On Mon, 30 Mar 2026 22:02:28 -0700 SeongJae Park <sj@kernel.org> wrote:

> Nice catch!
> 
> I guess this can easily reproducible?  Sharing detailed reproduction steps
> would be nice.

I will include the reproduction steps in the next version.

> > Solution
> > ========
> > Introduce a 'thread_status' structure to link the internal kdamond
> > state with module parameters ('enabled' and 'kdamond_pid').
> > 
> > Specifically:
> > 1. Extend 'struct damon_ctx' to include pointers to the module's
> >    parameters.
> > 2. Initialize these pointers in damon_lru_sort_apply_parameters()
> >    and damon_reclaim_apply_parameters() to point the respective
> >    module variables.
> > 3. Implement damon_update_thread_status() to reset 'enabled' to
> >    false and 'kdamond_pid' to -1 when the kdamond thread finishes.
> 
> This feels too much extension of core API for a problem that can more simply be
> fixed.  Can't we detect the unexpected termination of kdamond from the modules
> and update the paramter values accordingly?
> 
> If we cannot due to a limitation of the DAMON core API, I'd like to extend the
> API for letting the caller detects the unexpected termination.
> 
> Because this is an RFC and I already have question for the high level
> direction, I will skip code level review.
> I agree that the current approach was too heavy as it forced the DAMON
> Core to directly manipulate module-specific parameters, leading to tight
> coupling between layers.

Information supplied
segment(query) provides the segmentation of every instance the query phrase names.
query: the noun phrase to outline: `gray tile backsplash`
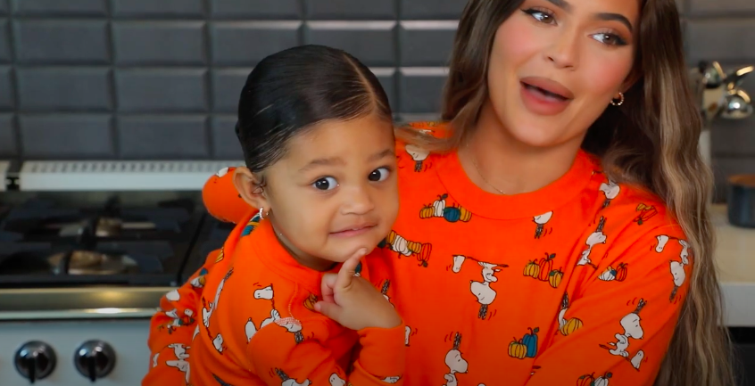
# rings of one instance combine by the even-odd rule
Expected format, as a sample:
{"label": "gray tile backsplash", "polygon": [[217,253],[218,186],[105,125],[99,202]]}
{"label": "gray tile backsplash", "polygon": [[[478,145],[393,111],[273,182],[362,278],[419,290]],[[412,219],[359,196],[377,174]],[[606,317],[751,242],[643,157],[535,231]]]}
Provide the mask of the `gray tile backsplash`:
{"label": "gray tile backsplash", "polygon": [[107,0],[11,0],[19,16],[107,16]]}
{"label": "gray tile backsplash", "polygon": [[[370,66],[400,120],[435,117],[465,4],[0,0],[0,158],[238,159],[246,75],[307,43]],[[690,65],[755,63],[755,2],[677,4]],[[713,152],[719,193],[726,176],[755,173],[755,117],[718,120]]]}
{"label": "gray tile backsplash", "polygon": [[111,0],[112,17],[119,18],[202,18],[203,0]]}

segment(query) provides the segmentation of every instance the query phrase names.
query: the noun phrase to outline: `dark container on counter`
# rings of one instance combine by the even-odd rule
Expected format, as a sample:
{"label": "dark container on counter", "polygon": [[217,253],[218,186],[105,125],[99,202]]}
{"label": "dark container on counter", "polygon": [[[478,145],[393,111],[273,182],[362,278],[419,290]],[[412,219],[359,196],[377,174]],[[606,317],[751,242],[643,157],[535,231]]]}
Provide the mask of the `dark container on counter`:
{"label": "dark container on counter", "polygon": [[755,228],[755,175],[732,176],[728,182],[729,223],[734,226]]}

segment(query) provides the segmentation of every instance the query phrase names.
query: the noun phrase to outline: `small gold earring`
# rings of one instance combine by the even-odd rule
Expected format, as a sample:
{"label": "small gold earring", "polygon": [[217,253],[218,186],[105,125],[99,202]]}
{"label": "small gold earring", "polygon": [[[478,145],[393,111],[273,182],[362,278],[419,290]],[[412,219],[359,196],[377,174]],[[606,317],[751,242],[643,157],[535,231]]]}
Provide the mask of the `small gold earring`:
{"label": "small gold earring", "polygon": [[611,99],[610,104],[613,104],[614,106],[620,106],[620,105],[624,104],[624,93],[619,92],[618,93],[618,102],[616,102],[616,99]]}

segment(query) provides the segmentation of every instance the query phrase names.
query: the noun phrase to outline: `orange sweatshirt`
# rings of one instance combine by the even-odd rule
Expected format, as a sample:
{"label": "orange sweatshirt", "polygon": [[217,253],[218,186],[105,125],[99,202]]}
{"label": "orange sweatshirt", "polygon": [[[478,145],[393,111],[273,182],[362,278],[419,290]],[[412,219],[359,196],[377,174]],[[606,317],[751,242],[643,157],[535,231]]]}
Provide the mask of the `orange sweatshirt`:
{"label": "orange sweatshirt", "polygon": [[397,157],[401,209],[369,270],[406,323],[405,384],[652,383],[693,263],[661,201],[584,152],[510,196],[475,185],[455,152]]}

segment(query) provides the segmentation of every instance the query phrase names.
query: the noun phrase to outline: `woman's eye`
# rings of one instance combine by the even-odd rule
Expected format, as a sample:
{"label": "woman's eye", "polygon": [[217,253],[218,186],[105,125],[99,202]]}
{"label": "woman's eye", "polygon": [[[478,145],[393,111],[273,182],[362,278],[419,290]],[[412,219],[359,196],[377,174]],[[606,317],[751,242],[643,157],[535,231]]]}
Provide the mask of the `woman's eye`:
{"label": "woman's eye", "polygon": [[545,23],[545,24],[553,24],[556,19],[553,17],[552,13],[546,12],[544,11],[538,11],[538,10],[526,10],[525,13],[532,16],[537,21]]}
{"label": "woman's eye", "polygon": [[338,181],[336,181],[336,178],[333,178],[332,177],[325,177],[315,181],[314,184],[312,184],[312,186],[318,190],[330,190],[338,186]]}
{"label": "woman's eye", "polygon": [[388,168],[378,168],[372,170],[372,173],[369,173],[368,178],[370,181],[385,181],[390,174],[391,171],[388,170]]}
{"label": "woman's eye", "polygon": [[593,35],[593,38],[595,40],[609,45],[625,45],[626,42],[624,41],[621,37],[619,37],[616,34],[609,34],[609,33],[600,33]]}

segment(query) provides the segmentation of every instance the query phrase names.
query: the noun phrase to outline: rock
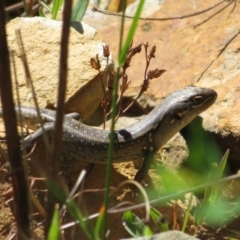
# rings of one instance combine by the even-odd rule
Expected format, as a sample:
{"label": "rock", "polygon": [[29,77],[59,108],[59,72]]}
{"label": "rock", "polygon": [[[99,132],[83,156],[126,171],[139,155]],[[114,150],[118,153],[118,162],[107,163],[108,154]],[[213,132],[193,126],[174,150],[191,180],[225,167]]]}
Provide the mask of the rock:
{"label": "rock", "polygon": [[149,237],[136,237],[136,238],[124,238],[122,240],[198,240],[186,233],[180,231],[167,231],[159,234],[155,234]]}
{"label": "rock", "polygon": [[[184,0],[178,1],[178,4],[175,1],[164,1],[161,8],[157,7],[159,6],[157,3],[154,5],[152,9],[156,9],[155,13],[150,15],[147,13],[144,15],[144,13],[142,16],[152,18],[183,16],[207,9],[215,4],[213,0],[194,4],[186,3]],[[240,8],[236,7],[231,11],[232,2],[232,5],[224,11],[218,12],[227,4],[230,2],[224,2],[211,11],[189,18],[169,21],[140,20],[133,41],[134,45],[142,42],[148,42],[150,46],[156,45],[156,59],[149,69],[159,67],[167,70],[160,79],[154,79],[151,82],[147,91],[157,99],[157,102],[170,92],[191,84],[210,87],[218,92],[216,103],[201,115],[202,126],[205,134],[215,140],[213,145],[218,147],[214,154],[214,161],[219,162],[229,148],[229,166],[233,172],[236,172],[240,168],[238,27]],[[128,14],[134,15],[134,11]],[[112,22],[111,26],[103,25],[98,30],[103,39],[110,42],[113,56],[117,58],[119,18],[107,17]],[[105,21],[107,17],[104,15]],[[130,25],[131,21],[126,21],[126,33]],[[143,79],[144,66],[145,58],[142,51],[134,57],[128,70],[128,79],[131,80],[130,89],[126,93],[128,96],[136,96],[138,93]],[[196,136],[192,135],[192,138]],[[201,147],[200,155],[210,156],[213,152],[210,145],[204,142],[200,144],[204,145]],[[199,152],[200,148],[196,151]],[[209,166],[209,164],[211,163],[208,160],[202,161],[202,165]]]}
{"label": "rock", "polygon": [[[91,68],[90,58],[95,58],[98,54],[101,70],[112,69],[113,62],[111,56],[109,63],[103,57],[104,43],[95,29],[81,23],[73,23],[72,26],[69,38],[65,111],[78,112],[82,120],[85,120],[94,113],[103,98],[101,79],[98,71]],[[21,104],[34,106],[16,41],[17,28],[21,30],[39,106],[55,108],[62,22],[34,17],[16,18],[7,24],[8,45],[14,51]],[[103,82],[105,85],[106,71],[103,73]]]}

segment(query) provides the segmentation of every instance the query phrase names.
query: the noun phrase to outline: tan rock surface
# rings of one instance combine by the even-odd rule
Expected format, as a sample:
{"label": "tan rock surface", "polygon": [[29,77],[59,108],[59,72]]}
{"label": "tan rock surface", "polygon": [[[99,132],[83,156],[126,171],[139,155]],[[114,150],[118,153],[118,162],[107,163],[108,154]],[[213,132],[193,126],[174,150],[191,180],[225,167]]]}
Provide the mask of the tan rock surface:
{"label": "tan rock surface", "polygon": [[[77,24],[80,32],[70,29],[66,112],[79,112],[82,119],[90,117],[103,98],[98,72],[91,68],[90,58],[99,55],[102,70],[112,68],[110,56],[107,65],[102,54],[104,43],[95,29]],[[76,24],[75,24],[76,26]],[[59,78],[59,54],[62,23],[40,17],[16,18],[7,24],[8,44],[14,50],[21,104],[33,106],[33,97],[26,84],[20,60],[15,29],[20,28],[33,85],[42,108],[56,107]],[[106,76],[103,74],[106,84]]]}
{"label": "tan rock surface", "polygon": [[[156,45],[156,59],[150,69],[159,67],[167,70],[159,80],[153,80],[148,89],[148,94],[158,101],[168,93],[190,84],[210,87],[218,92],[216,104],[202,114],[203,126],[213,133],[222,153],[230,148],[229,162],[232,170],[237,171],[240,168],[240,8],[238,4],[233,8],[232,3],[217,13],[229,3],[223,2],[211,11],[190,18],[139,21],[134,44],[149,42],[151,46]],[[146,16],[183,16],[215,4],[216,1],[193,3],[184,0],[176,4],[176,1],[170,0],[162,3],[162,7],[154,14],[149,16],[146,13]],[[154,4],[152,6],[154,8]],[[99,32],[109,42],[113,56],[117,58],[119,19],[114,16],[109,18],[112,25],[99,28]],[[125,32],[129,27],[130,22],[127,22]],[[130,96],[136,96],[143,78],[145,59],[144,53],[141,54],[141,57],[134,58],[128,71],[131,88],[127,94]]]}

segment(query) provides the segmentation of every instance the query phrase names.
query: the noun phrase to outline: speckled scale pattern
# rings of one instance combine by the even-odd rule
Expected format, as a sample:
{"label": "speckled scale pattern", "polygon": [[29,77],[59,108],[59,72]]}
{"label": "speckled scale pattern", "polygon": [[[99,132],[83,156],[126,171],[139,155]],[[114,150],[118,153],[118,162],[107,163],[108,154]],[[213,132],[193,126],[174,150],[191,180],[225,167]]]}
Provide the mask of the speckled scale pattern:
{"label": "speckled scale pattern", "polygon": [[[209,108],[216,98],[217,93],[212,89],[193,86],[170,94],[142,120],[115,131],[113,162],[138,159],[144,159],[144,163],[150,161],[147,156],[152,154],[149,153],[162,147],[196,116]],[[17,115],[22,115],[24,124],[36,129],[39,122],[36,109],[21,106],[20,110],[16,107]],[[54,131],[55,111],[40,109],[40,114],[47,133]],[[72,116],[78,118],[78,114],[64,116],[63,156],[73,161],[105,164],[110,132],[89,127]],[[24,141],[32,144],[41,137],[42,129],[38,129]],[[149,167],[149,164],[143,164],[143,167],[144,165]],[[147,172],[143,167],[136,175],[138,181],[142,180]]]}

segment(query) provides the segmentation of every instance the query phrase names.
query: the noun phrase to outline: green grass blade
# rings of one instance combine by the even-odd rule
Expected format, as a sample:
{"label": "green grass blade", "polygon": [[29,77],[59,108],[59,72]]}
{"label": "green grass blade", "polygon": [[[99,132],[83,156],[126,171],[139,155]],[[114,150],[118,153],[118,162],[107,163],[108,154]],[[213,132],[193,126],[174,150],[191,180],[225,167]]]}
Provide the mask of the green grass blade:
{"label": "green grass blade", "polygon": [[124,212],[123,226],[133,237],[153,235],[149,226],[145,225],[132,211]]}
{"label": "green grass blade", "polygon": [[43,8],[42,8],[42,7],[39,7],[39,9],[38,9],[38,14],[39,14],[40,17],[46,18],[45,14],[44,14],[44,12],[43,12]]}
{"label": "green grass blade", "polygon": [[48,240],[59,239],[59,207],[56,206],[53,214],[52,223],[48,232]]}
{"label": "green grass blade", "polygon": [[185,213],[184,221],[183,221],[183,226],[182,226],[182,232],[185,232],[185,229],[187,227],[187,222],[190,216],[190,210],[192,209],[192,202],[193,202],[193,194],[191,193],[190,200],[188,203],[187,211]]}
{"label": "green grass blade", "polygon": [[22,1],[23,1],[23,6],[24,6],[24,11],[25,11],[26,15],[29,16],[27,2],[26,2],[26,0],[22,0]]}
{"label": "green grass blade", "polygon": [[96,223],[96,226],[94,228],[94,236],[95,236],[95,239],[98,240],[100,239],[100,236],[101,236],[101,231],[102,231],[102,226],[103,226],[103,221],[104,221],[104,206],[100,209],[100,214],[98,216],[98,219],[97,219],[97,223]]}
{"label": "green grass blade", "polygon": [[126,39],[126,41],[124,43],[123,48],[121,49],[119,57],[118,57],[118,64],[119,64],[119,66],[122,66],[123,63],[124,63],[128,47],[130,46],[130,43],[131,43],[131,41],[133,39],[134,33],[136,31],[136,28],[137,28],[138,20],[139,20],[139,17],[141,15],[141,12],[142,12],[144,2],[145,2],[145,0],[140,0],[140,2],[139,2],[136,14],[134,16],[131,28],[130,28],[128,36],[127,36],[127,39]]}
{"label": "green grass blade", "polygon": [[89,0],[76,0],[73,9],[71,21],[81,22],[87,10]]}
{"label": "green grass blade", "polygon": [[[216,169],[216,174],[215,174],[215,178],[216,179],[214,179],[215,181],[222,177],[223,172],[224,172],[225,167],[226,167],[226,164],[227,164],[228,156],[229,156],[229,149],[224,154],[221,162],[219,163],[219,166]],[[209,197],[209,202],[211,204],[215,204],[216,203],[217,197],[218,197],[218,193],[219,193],[219,187],[216,186],[215,188],[212,188],[212,191],[211,191],[211,194],[210,194],[210,197]]]}
{"label": "green grass blade", "polygon": [[150,216],[155,226],[158,228],[160,232],[165,232],[169,230],[168,223],[166,222],[163,215],[157,209],[151,207]]}
{"label": "green grass blade", "polygon": [[60,189],[50,179],[47,179],[46,184],[50,191],[52,191],[55,197],[60,201],[60,203],[66,205],[69,214],[72,216],[72,218],[78,221],[79,226],[81,227],[87,238],[95,240],[93,226],[91,222],[84,220],[84,215],[80,212],[75,201],[71,198],[68,198],[68,196],[62,191],[62,189]]}
{"label": "green grass blade", "polygon": [[52,13],[52,9],[43,1],[39,1],[39,4],[43,7],[46,8],[48,12]]}
{"label": "green grass blade", "polygon": [[63,0],[55,0],[53,2],[53,8],[52,8],[52,19],[53,20],[55,20],[57,18],[57,13],[62,6],[62,2],[63,2]]}

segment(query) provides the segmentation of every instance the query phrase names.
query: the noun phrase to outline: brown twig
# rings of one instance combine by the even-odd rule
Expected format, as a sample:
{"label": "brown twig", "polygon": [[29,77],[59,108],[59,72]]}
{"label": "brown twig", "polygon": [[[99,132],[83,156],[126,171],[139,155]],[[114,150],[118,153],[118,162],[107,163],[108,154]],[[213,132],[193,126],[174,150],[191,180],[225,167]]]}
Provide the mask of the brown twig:
{"label": "brown twig", "polygon": [[0,91],[16,206],[17,238],[20,240],[32,239],[29,220],[29,216],[31,215],[29,188],[26,181],[27,173],[21,157],[17,132],[17,118],[12,95],[3,1],[0,1],[0,61]]}
{"label": "brown twig", "polygon": [[148,71],[152,58],[155,58],[156,46],[152,47],[149,55],[147,54],[149,44],[146,43],[146,44],[143,44],[143,46],[145,49],[145,59],[146,59],[146,67],[144,70],[143,83],[141,85],[141,89],[137,97],[124,110],[122,110],[122,113],[125,113],[126,111],[128,111],[128,109],[139,99],[139,97],[143,94],[143,92],[147,91],[151,79],[160,77],[166,71],[164,69],[158,69],[158,68]]}
{"label": "brown twig", "polygon": [[[67,86],[67,61],[68,61],[68,39],[70,33],[70,20],[71,20],[71,9],[72,0],[64,1],[63,10],[63,26],[62,26],[62,36],[61,36],[61,51],[60,51],[60,66],[59,66],[59,85],[58,85],[58,101],[57,101],[57,111],[56,111],[56,122],[53,135],[53,145],[52,145],[52,157],[51,157],[51,177],[53,181],[59,182],[58,173],[60,172],[60,154],[62,146],[62,136],[63,136],[63,115],[64,115],[64,102],[65,102],[65,92]],[[48,206],[47,206],[47,219],[46,219],[46,231],[45,236],[47,236],[52,216],[54,212],[54,206],[56,204],[56,199],[52,193],[48,194]]]}

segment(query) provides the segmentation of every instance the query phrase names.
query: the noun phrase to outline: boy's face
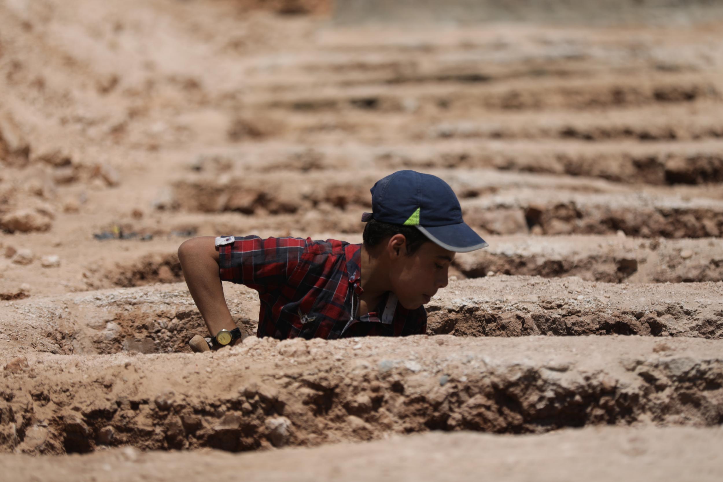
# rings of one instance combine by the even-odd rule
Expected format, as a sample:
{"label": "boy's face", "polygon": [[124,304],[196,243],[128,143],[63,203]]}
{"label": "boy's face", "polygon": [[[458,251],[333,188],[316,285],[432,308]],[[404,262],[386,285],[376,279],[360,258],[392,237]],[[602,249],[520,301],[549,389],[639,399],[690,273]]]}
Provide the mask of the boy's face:
{"label": "boy's face", "polygon": [[[390,240],[393,245],[396,235]],[[411,256],[406,255],[406,244],[398,250],[392,247],[390,280],[392,291],[407,309],[416,309],[429,302],[437,291],[447,285],[449,267],[455,253],[447,251],[435,243],[424,243]]]}

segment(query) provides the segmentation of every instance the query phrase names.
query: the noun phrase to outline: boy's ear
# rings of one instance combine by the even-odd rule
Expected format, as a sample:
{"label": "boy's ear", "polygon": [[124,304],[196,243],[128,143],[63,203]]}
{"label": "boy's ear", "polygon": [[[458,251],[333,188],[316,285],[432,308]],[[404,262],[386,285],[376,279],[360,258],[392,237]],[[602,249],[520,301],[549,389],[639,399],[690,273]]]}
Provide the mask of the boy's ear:
{"label": "boy's ear", "polygon": [[406,238],[403,234],[395,234],[389,238],[387,243],[387,249],[390,258],[398,257],[401,254],[406,254]]}

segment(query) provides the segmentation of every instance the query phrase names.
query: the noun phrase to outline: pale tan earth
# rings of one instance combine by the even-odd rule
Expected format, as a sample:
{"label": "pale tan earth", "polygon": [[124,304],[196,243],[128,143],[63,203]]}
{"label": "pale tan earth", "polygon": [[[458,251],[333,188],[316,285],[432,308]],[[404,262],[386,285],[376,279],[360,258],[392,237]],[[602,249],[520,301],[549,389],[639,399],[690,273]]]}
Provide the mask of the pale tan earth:
{"label": "pale tan earth", "polygon": [[[723,479],[723,23],[333,12],[0,0],[2,477]],[[184,240],[359,243],[402,168],[490,245],[427,335],[259,340],[224,283],[190,352]]]}

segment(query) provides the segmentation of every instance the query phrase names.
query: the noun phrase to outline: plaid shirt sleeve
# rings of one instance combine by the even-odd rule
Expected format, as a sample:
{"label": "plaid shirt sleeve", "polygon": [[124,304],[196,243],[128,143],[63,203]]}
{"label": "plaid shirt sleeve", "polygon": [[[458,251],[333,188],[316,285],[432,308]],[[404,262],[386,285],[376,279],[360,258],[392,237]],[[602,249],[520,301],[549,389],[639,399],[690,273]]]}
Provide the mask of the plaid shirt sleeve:
{"label": "plaid shirt sleeve", "polygon": [[273,291],[286,282],[309,241],[256,236],[216,238],[221,280],[246,285],[260,293]]}

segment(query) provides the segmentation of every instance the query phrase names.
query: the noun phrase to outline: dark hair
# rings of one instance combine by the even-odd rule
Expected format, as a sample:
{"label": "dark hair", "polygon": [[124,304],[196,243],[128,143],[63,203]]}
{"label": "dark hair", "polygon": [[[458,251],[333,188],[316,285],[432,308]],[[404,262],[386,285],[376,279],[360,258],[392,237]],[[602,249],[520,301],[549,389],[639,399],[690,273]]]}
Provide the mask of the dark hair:
{"label": "dark hair", "polygon": [[367,249],[378,246],[388,238],[395,234],[402,234],[406,238],[407,254],[414,254],[422,245],[429,241],[429,238],[414,226],[405,226],[401,224],[382,223],[374,219],[369,220],[364,228],[362,238]]}

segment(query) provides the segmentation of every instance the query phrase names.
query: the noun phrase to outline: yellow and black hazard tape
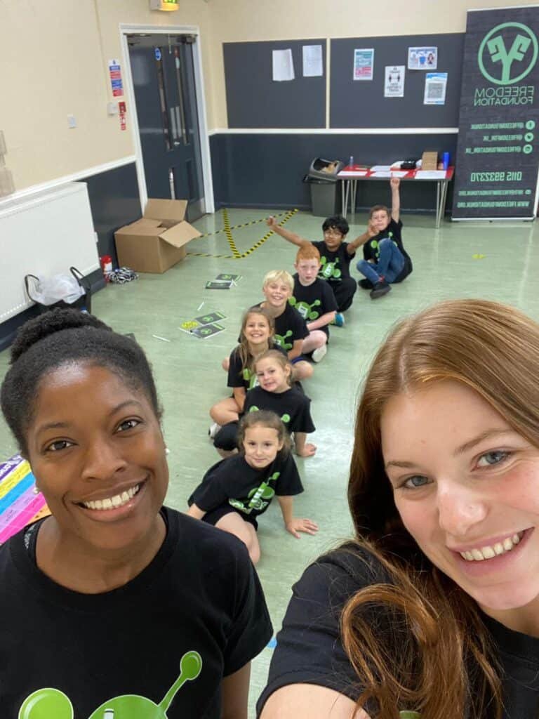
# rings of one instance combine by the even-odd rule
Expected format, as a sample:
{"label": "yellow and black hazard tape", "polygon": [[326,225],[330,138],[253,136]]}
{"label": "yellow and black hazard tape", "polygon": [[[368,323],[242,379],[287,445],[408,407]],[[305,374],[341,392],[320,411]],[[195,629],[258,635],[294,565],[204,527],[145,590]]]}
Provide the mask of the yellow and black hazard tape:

Problem set
a) List every function name followed by parentheses in the DAMON mailing list excerpt.
b) Carry on the DAMON mailing list excerpt from the point where it stops.

Responses to the exercise
a)
damon_lru_sort_apply_parameters()
damon_reclaim_apply_parameters()
damon_update_thread_status()

b)
To address this, I've brainstormed two alternative directions and would
love to hear your thoughts:

Option 1: Introduce a generic termination callback
==================================================
Add 'void *after_terminate_fn(void*)' and 'void *after_terminate_data'
to 'struct damon_ctx' or 'struct damon_operations'. While this extends
the Core API, it provides a clean notification mechanism. When kdamond
exits for any reason, the module can perform its own cleanup (e.g.,
resetting 'enabled' and 'kdamond_pid') within its own callback. This
keeps the core logic decoupled from module parameters.

Option 2: On-demand state correction in the module
==================================================
In damon_{lru_sort, reclaim}_enabled_store(), if damon_stop() fails, we
check is_kdamond_running(). If the kdamond is found to be terminated, we
forcibly reset 'enabled' and 'kdamond_pid'.

My perspective
--------------
I personally prefer OPTION-1 because it ensures the sysfs state in
synchronized actively.

OPTION-2 is simpler and avoids API changes, but it's a "passive" fix
that only triggers when user atttempts a write operation. User might
still see inconsistent value until they try to interact with the module.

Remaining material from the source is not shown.